Do this - Copy verbatim the part of the oil contract windfalls passage from "As shown in" up to and including "discussion at hand.".

Source extract -
As shown in the simplified Figure 4 below, when the price of crude oil rises from $25/B to $50/B, government take rises from $1,497mn to $3,792mn. At the same time, corporate profits rise from $573mn to $1,028mn, for a conventional windfall of $455mn, pushing the oil company’s IRR from 31.6% to 67.2%. Conventional, hidden and total windfalls, are developed in the discussion that follows.

 

Conventional, Hidden And Total Windfalls Under The Three-Tranche PSC

Again, the utility-service contract was used here as the zero-windfall reference contract and compared with the three-tranche PSC described above. Listed in Table 3 below are data from the base case and the $50/B excursion relevant to the discussion at hand.

 

Table 3: Three-Tranche PSC

 

Price of Oil

($/B)

Gross

Revenue

($Mn)

Government Share

(%)

Government Take

($Mn)

Oil Company Profit

($Mn)

IRR

(%)

Conventional Windfalls

($Mn)

Data provided -
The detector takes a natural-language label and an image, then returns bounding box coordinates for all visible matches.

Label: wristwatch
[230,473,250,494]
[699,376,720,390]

Solved problem -
As shown in the simplified Figure 4 below, when the price of crude oil rises from $25/B to $50/B, government take rises from $1,497mn to $3,792mn. At the same time, corporate profits rise from $573mn to $1,028mn, for a conventional windfall of $455mn, pushing the oil company’s IRR from 31.6% to 67.2%. Conventional, hidden and total windfalls, are developed in the discussion that follows.

 

Conventional, Hidden And Total Windfalls Under The Three-Tranche PSC

Again, the utility-service contract was used here as the zero-windfall reference contract and compared with the three-tranche PSC described above. Listed in Table 3 below are data from the base case and the $50/B excursion relevant to the discussion at hand.